Extend the essay on Britain's weekend night-out culture that appears first below, picking up after its final paragraph.

### Document segment:
───

We all know it. You know it. I know it. I’ve seen things you people wouldn’t believe. At half five on a Saturday teatime in town. Nightime in Bomo at the weekend is a freakshow. But it’s not a Bomo problem per se, it’s a Britain problem at least. And on the face of it the rest of the world finds it hard to understand why we live like this.
It’s a good question. The scenes of folk utterly degrading themselves, and of how those who run the kebab houses and takeaways deal with it every night like a moaning, drooling, splattering, face-eating front line in the zombie apocalypse. But as the film alludes, for a lot of those who find themselves running these little businesses, who have grown up in the UK but with recent family roots in countries all around the middle east, this ain’t trouble, mate. If you’d seen what we’d seen as kids…
Which begs the question. What is this decrading of ourselves a symptom of? From what are we trying to escape in the treadmill scamper towards endless Fridays – if escape for so many others was emigration and fast food businesses in other people’s countries. Making an okay living. If you factor in the monthly replacement cost of your shop window.
What are we so keen to blind ourselves numb from? Or even more chillingly, perhaps the question is: Just how have we set up the endless loop of living for the large weekend as a more distracting goal than something more… creative?

───

### Data listing:

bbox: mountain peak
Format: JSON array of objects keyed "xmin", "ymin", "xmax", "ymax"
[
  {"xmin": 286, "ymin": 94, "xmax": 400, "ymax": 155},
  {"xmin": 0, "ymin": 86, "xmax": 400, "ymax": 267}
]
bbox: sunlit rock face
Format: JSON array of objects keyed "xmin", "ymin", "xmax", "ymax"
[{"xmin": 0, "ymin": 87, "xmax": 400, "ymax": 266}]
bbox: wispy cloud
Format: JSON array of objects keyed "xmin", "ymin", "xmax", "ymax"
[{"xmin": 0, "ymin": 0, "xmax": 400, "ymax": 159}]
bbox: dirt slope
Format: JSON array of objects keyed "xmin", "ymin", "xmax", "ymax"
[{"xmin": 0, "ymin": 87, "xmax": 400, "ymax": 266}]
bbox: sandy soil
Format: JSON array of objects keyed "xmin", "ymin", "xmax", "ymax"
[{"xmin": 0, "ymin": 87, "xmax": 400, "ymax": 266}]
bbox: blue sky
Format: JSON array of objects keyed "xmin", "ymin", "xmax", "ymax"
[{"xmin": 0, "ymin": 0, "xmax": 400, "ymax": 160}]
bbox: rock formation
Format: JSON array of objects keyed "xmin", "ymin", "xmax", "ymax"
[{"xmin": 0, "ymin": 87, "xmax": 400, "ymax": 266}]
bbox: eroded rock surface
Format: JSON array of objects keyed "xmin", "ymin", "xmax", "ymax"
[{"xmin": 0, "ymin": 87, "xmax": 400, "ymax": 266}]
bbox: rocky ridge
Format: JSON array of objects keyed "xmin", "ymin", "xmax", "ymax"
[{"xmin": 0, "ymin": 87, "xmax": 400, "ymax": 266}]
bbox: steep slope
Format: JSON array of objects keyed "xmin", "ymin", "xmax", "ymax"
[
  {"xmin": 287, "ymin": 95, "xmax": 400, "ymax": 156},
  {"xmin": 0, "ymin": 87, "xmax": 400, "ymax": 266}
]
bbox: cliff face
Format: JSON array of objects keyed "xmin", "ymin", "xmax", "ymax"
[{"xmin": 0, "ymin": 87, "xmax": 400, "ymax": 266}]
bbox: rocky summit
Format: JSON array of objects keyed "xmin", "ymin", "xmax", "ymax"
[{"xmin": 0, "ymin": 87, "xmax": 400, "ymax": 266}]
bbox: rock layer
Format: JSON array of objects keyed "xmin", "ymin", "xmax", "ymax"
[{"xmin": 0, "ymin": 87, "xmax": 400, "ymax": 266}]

───

### Reply to the task:
Is it a matter of economics? And if we put it this way, then how does such a dessicating view of human life really pump so much blood, and other fluids, into bar business? And onto the streets. What is it about weekly wage packet thinking that means our social starting point, our instinctive assumption, is that we must constantly look for little reasons to ‘celebrate’ – and this ‘celebration’ must always involve getting slaughtered? It’s the question at the heart of K-Shop.
Is it something so large, we mostly can’t see it? A cultural maw of mythical scale we can’t spot brooding under the high street. It feels oddly like there is something big breathing very slowly under this film. A thing we fear falling into so much we don’t even know it. Something that might even make us vote for desperate, pantomime characters, dressed up in comedy garb so incongruous they are grotesque. Monsters who will eat us, who in our delerium we desperately hope are our way out of the hellmouth we see ourselves in with clearer eyes. A culture so twisted, it in fact turns us into the very monsters we fear.
If trying to hold an academic human light up to the chaos of binge culture in the UK seems even more absurd than the inebriated playground antics of the Saturday night streets of Bournemouth themselves, then K-Shop is a bit absurd. It’s meant to be just a dark joke about a lot of joking around, isn’t it? But the film felt like rather more than that to sit through to me. It holds the attention because of some good film making – a richly grimy visual pace, an otherworldly aural/musical tone, a nice line in dark comic touches and a strength of presence in lead Ziad Abaza, playing the social science thesis-writing, kebab shop running, meatcleaving vigilante Salah with a disbelief-defying likeability worthy of a Marvel Netflix performance. But the integrity I felt running through the movie’s veins flows precisely because it wants to hold a lens up to something so deeply ridiculous and so profoundly serious. A culture based on getting blind.
What K-Shop does is focus the attention on it. And as we walked out of Yobu that night, into the very set of the freakshow we’d just seen – the walk back to our car through the town – it was impossible to disconnect from the film’s tone. A science fiction dystopia set right where we live, in a parallel universe we already live in.
Which does leave you feeling – as does so much of what we are seeing on our screens today – it’s impossible to know where terrible fantasy ends and terrible reality begins.
Perhaps it is a matter of where you look.